• [Task instructions]: Reproduce every line of the records below word for word, omitting the pictures from your output.

— BEGIN —

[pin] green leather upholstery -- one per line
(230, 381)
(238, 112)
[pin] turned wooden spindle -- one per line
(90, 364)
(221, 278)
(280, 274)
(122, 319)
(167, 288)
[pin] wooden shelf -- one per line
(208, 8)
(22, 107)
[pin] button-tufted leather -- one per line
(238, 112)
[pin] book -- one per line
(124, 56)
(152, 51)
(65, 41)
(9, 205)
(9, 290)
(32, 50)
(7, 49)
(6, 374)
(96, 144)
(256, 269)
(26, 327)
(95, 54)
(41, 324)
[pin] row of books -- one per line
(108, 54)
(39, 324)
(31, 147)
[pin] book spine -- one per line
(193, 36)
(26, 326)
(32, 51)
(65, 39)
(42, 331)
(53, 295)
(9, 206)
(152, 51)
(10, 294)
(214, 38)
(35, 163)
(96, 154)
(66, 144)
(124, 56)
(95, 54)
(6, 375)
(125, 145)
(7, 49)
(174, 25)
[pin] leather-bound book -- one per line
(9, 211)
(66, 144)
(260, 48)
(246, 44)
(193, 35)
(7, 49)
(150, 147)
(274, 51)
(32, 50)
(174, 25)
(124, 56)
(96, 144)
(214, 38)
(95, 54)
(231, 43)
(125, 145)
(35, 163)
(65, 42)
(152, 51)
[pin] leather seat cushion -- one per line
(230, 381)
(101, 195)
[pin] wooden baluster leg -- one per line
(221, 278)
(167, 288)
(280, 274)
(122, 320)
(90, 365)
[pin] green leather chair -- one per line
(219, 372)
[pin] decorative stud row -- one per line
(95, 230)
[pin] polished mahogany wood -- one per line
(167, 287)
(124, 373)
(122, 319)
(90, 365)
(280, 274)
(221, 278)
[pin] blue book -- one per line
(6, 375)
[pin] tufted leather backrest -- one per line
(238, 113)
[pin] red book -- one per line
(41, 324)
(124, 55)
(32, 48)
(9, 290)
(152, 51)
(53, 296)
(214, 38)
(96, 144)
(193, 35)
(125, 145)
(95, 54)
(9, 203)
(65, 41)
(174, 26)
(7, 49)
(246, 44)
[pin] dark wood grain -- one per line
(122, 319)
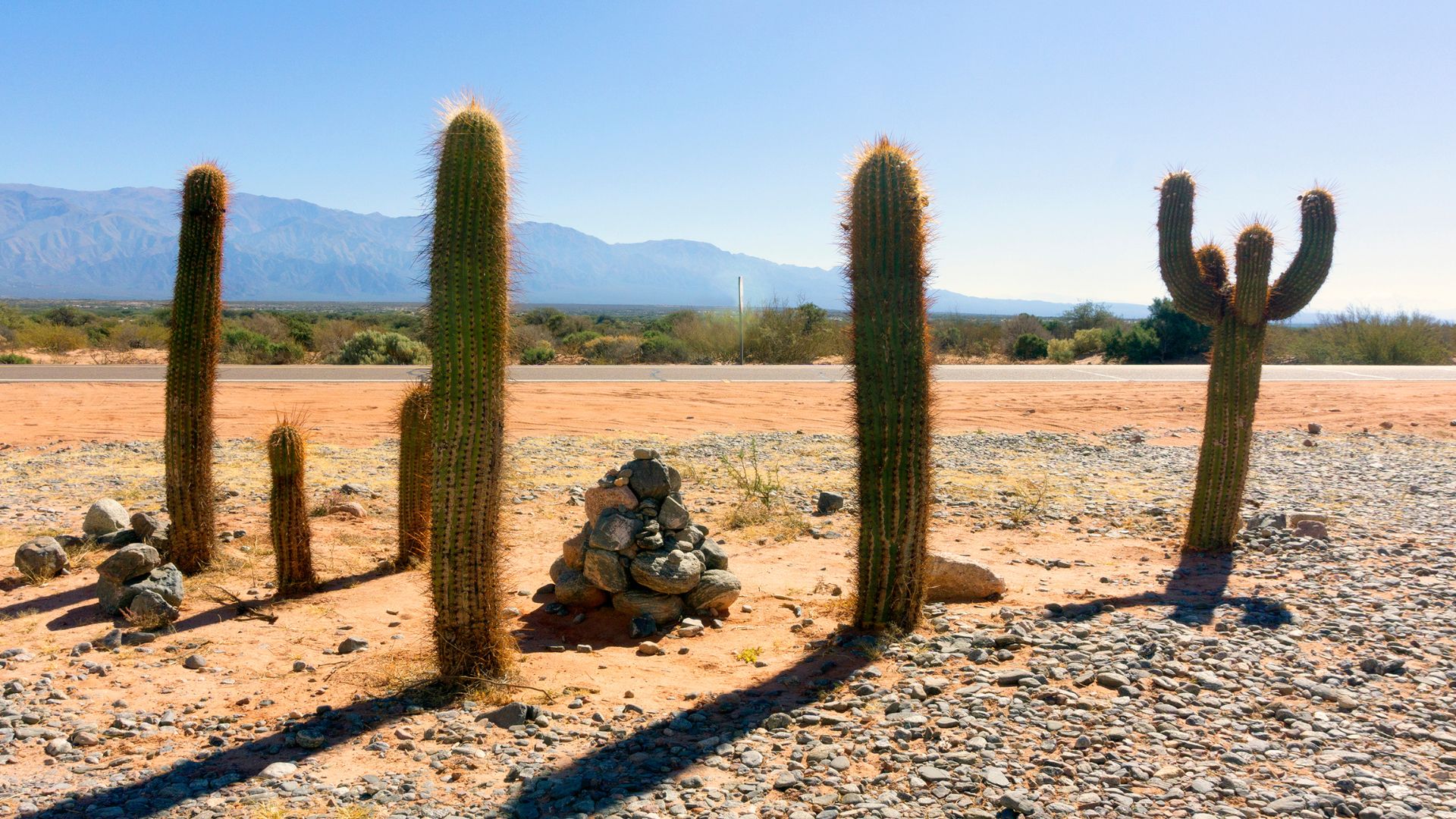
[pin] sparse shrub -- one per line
(1062, 350)
(375, 347)
(613, 350)
(53, 338)
(1133, 344)
(1087, 343)
(1030, 347)
(539, 354)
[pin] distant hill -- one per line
(121, 243)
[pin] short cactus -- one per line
(197, 327)
(414, 475)
(469, 293)
(886, 235)
(1239, 315)
(289, 510)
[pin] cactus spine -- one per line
(197, 324)
(289, 510)
(469, 283)
(1239, 315)
(886, 237)
(414, 477)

— END —

• [Response below]:
[pin] green leather upholstery -- one per line
(230, 381)
(238, 112)
[pin] turned wooden spindle -- one per line
(90, 364)
(221, 278)
(280, 274)
(122, 319)
(167, 288)
[pin] wooden shelf -- one per line
(208, 8)
(22, 107)
[pin] button-tufted leather -- one per line
(238, 112)
[pin] book -- one per line
(124, 56)
(152, 51)
(65, 41)
(9, 205)
(9, 290)
(32, 50)
(7, 49)
(6, 374)
(96, 144)
(256, 269)
(26, 327)
(95, 54)
(41, 324)
[pin] row of books -- one per line
(108, 54)
(39, 324)
(31, 147)
[pin] book spine -- one per line
(193, 36)
(26, 326)
(32, 51)
(65, 39)
(42, 331)
(53, 295)
(9, 206)
(152, 51)
(10, 294)
(214, 38)
(35, 163)
(96, 154)
(66, 144)
(124, 56)
(95, 54)
(6, 375)
(125, 145)
(7, 49)
(174, 25)
[pin] leather-bound book -- one per line
(9, 211)
(66, 144)
(260, 48)
(246, 44)
(193, 35)
(7, 49)
(150, 147)
(274, 51)
(32, 50)
(174, 25)
(124, 56)
(96, 144)
(214, 38)
(95, 54)
(231, 43)
(125, 145)
(35, 163)
(65, 42)
(152, 51)
[pin] leather seat cushion -- one per line
(230, 381)
(101, 195)
[pin] wooden baluster leg -- one per line
(221, 278)
(167, 288)
(280, 274)
(122, 320)
(90, 365)
[pin] green leather chair -- one per line
(219, 372)
[pin] decorative stud row -- one per line
(95, 230)
[pin] polished mahogany wood -- one per line
(167, 287)
(124, 373)
(122, 319)
(90, 365)
(280, 274)
(221, 278)
[pin] blue book -- one per line
(6, 375)
[pin] tufted leather backrest -- one per line
(238, 113)
[pin] red book -- one per line
(41, 324)
(124, 55)
(32, 48)
(9, 290)
(152, 51)
(53, 296)
(214, 38)
(96, 144)
(193, 35)
(125, 145)
(95, 54)
(9, 203)
(65, 41)
(174, 26)
(7, 49)
(246, 44)
[pin] dark wood grain -- one per line
(122, 319)
[pin] sparse shrub -- one per line
(1062, 350)
(375, 347)
(613, 350)
(53, 338)
(1133, 344)
(1087, 343)
(1030, 347)
(539, 354)
[pin] distant hill -- one per line
(121, 243)
[pin] short cactus -- one per line
(197, 327)
(414, 475)
(469, 293)
(886, 235)
(1239, 315)
(289, 510)
[pin] cactus spine -- one per line
(197, 324)
(289, 510)
(469, 283)
(1239, 315)
(886, 237)
(414, 477)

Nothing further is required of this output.